*PAGE EXTRACT*.

────────

Growing your own and cooking home meals is the best way to deliver those resources to your body.

How do I start my DIY edible garden?

Starting your DIY edible garden doesn’t have to be a huge project. You can ease your way in with a small herb garden on your windows sill, or just grow a few of your favourite tomatoes.

As with anything, the best thing to do is to get started, its a good idea to plan and implement larger projects. However, I find this can lead to a great amount of procrastination so sometimes the best thing to do is to get stuck in!

Once you start the ball is rolling and you will start to learn and figure out whats needed. As time moves on, you may find your inner farmer! In which case you will want to get stuck into your new found lifestyle. To really get going on a project like this you will need a few things;

  1. An idea of what, where and how you want to grow
  2. An area to grow in (indoors or outdoors)
  3. A farming method (like pallet gardens or vertical farming)

Once you have an idea of these 3 things, you can start to plan, build and grow your first edible produce! Contrary to popular belief, maintaining an edible garden can be relatively little work once it’s going.

There will be learning curves along the way with successes and failures, but this is all a part of the process. With some consistency and elbow grease you will have a good amount of food throughout and at the end of the harvest year.

What do I need to start foodscaping?

In this section we will cover what you will need at a beginner level, in an allotment style setup that can be achieved in any outdoor garden. We will cover other methods more specifically, later in the year.

────────

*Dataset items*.
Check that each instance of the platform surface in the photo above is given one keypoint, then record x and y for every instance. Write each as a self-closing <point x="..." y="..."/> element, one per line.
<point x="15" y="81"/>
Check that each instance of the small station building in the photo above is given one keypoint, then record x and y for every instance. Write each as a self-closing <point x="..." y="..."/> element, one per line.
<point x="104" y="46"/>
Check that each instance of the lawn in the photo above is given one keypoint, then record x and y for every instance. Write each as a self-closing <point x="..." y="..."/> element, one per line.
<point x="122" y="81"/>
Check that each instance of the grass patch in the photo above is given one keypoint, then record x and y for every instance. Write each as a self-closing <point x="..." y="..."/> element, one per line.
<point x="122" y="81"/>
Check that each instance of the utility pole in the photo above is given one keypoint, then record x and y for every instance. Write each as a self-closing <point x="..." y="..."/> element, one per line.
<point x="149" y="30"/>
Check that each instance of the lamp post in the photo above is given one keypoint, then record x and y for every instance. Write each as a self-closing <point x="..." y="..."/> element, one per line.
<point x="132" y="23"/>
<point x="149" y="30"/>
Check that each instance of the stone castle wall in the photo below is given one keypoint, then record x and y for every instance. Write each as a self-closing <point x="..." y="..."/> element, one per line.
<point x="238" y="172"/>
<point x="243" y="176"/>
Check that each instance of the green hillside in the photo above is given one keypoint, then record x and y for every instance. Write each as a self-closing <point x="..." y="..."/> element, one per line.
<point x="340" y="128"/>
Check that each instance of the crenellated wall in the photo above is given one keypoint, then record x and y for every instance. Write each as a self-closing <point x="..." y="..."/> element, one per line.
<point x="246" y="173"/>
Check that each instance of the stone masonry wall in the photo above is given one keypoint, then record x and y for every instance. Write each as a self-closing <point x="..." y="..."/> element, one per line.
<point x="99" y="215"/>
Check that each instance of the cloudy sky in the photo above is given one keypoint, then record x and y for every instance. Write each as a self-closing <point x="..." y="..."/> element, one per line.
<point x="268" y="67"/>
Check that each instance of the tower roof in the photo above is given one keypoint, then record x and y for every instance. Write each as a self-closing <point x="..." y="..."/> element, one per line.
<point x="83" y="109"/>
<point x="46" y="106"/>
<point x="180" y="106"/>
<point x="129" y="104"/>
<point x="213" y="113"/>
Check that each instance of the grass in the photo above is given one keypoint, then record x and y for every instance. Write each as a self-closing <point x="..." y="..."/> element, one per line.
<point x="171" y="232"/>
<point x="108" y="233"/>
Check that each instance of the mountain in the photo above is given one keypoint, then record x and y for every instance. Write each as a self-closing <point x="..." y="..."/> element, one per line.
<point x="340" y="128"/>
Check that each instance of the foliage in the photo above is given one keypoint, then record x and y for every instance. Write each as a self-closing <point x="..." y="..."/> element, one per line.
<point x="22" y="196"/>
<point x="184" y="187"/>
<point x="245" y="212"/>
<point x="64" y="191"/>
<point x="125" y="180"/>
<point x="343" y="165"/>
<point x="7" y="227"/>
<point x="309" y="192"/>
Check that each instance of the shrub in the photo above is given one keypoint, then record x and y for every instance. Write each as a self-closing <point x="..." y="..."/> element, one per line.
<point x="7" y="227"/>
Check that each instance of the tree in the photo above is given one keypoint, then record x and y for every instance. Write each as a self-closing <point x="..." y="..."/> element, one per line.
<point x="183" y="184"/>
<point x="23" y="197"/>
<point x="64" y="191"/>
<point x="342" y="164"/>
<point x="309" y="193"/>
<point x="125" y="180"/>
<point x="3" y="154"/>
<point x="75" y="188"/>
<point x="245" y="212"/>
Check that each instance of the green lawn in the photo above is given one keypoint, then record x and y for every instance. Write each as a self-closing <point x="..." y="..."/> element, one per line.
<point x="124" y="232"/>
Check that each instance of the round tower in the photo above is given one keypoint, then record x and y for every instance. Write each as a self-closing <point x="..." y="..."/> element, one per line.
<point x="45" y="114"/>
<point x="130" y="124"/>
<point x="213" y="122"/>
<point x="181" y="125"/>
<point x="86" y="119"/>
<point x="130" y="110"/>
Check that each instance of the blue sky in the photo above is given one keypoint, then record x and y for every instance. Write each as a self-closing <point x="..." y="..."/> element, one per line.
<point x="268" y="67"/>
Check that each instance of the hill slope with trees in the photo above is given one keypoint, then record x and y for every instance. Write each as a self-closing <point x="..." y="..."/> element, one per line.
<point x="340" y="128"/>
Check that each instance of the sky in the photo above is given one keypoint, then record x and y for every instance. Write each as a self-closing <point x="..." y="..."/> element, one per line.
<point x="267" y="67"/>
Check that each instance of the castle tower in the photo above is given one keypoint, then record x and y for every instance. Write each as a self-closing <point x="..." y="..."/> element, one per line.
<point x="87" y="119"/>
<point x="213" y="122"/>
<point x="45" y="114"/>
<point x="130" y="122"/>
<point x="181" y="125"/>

────────

*PROMPT*. List every item that the edible garden text names as needed to really get going on a project like this. The records have no connection to the text about edible gardens.

*THE SOLUTION*.
1. An idea of what, where and how you want to grow
2. An area to grow in (indoors or outdoors)
3. A farming method (like pallet gardens or vertical farming)